DATA
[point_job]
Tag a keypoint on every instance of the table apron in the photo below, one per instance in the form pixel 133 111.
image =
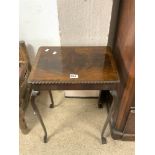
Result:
pixel 111 86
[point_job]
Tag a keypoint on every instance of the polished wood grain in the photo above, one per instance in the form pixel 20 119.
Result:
pixel 24 91
pixel 124 53
pixel 91 64
pixel 94 66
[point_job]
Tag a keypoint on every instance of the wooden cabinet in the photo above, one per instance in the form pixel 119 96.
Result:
pixel 123 120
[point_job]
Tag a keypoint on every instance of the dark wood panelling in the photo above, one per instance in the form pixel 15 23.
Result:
pixel 124 53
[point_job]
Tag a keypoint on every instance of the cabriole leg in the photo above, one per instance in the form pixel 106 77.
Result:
pixel 39 117
pixel 113 105
pixel 51 97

WORK REQUIRED
Some lines contain the word "form". Pull each one out of the listing.

YOUR SOLUTION
Tag a keypoint on every instance of the table apron in the photo below, one per instance in the form pixel 133 111.
Tag a keypoint on every instance of the polished wood grain in the photo above, one per instance in the form pixel 20 119.
Tag a keypoint on every instance of the wooden cabinet in the photo above, one per instance in the form pixel 119 96.
Tag a keypoint on every instance of the dark wood panelling in the photo above, one per instance in the form pixel 15 23.
Tag a keypoint on every instance of the cabriole leg in the photo above, one per instance in the form pixel 106 77.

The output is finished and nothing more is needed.